Recorded data
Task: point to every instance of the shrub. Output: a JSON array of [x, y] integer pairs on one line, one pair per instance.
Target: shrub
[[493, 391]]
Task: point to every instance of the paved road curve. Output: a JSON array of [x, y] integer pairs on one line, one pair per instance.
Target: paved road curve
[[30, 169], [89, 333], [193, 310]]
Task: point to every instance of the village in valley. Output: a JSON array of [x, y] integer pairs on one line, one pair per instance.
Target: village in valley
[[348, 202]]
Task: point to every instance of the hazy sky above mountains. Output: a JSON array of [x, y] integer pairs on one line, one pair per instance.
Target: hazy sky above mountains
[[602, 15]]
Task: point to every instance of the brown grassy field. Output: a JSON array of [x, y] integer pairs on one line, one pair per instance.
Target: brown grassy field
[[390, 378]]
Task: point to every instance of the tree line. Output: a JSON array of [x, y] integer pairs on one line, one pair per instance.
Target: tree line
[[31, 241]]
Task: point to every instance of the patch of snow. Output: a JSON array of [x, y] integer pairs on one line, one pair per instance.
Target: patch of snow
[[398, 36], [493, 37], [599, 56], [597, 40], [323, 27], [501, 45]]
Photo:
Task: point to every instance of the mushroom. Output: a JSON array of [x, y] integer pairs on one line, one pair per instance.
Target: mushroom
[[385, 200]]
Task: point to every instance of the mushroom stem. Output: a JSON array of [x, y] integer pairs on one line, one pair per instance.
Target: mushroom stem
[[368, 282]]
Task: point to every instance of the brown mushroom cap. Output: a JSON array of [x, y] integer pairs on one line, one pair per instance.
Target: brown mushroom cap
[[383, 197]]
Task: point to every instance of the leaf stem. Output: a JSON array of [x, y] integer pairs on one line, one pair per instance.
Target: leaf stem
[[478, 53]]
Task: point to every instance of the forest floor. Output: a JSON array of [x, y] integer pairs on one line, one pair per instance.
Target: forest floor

What you need to do
Starting with the line containing "Task: point to every instance of the tree" and going on through the line containing "[[383, 197]]", output those entries alone as a two-column CSV with columns entry and answer. Give one row per entry, put each field in double quotes, and replace any line breaks with spaces.

The output
entry,answer
"Task: point to every instance of the tree line. Output: a JSON array of [x, y] integer pairs on one line, one pair per instance. Target: tree line","[[31, 241]]"
"Task: point to every instance of the patch of snow. Output: a JSON array of [x, y] integer pairs on one line, one pair per instance. Target: patch of snow","[[398, 36], [493, 37], [599, 56], [597, 40], [323, 27], [501, 45]]"
"Photo: Task: point to every instance of the mushroom. Output: a JSON array of [x, y] integer pairs on one line, one pair per instance. Target: mushroom","[[385, 200]]"
"Task: point to every instance of the mushroom stem. Output: a JSON array of [x, y] integer pairs on one line, one pair per instance. Target: mushroom stem","[[368, 282]]"
"Task: point to every instance of the brown mushroom cap. Output: a JSON array of [x, y] integer pairs on one line, one pair per instance. Target: brown mushroom cap","[[383, 197]]"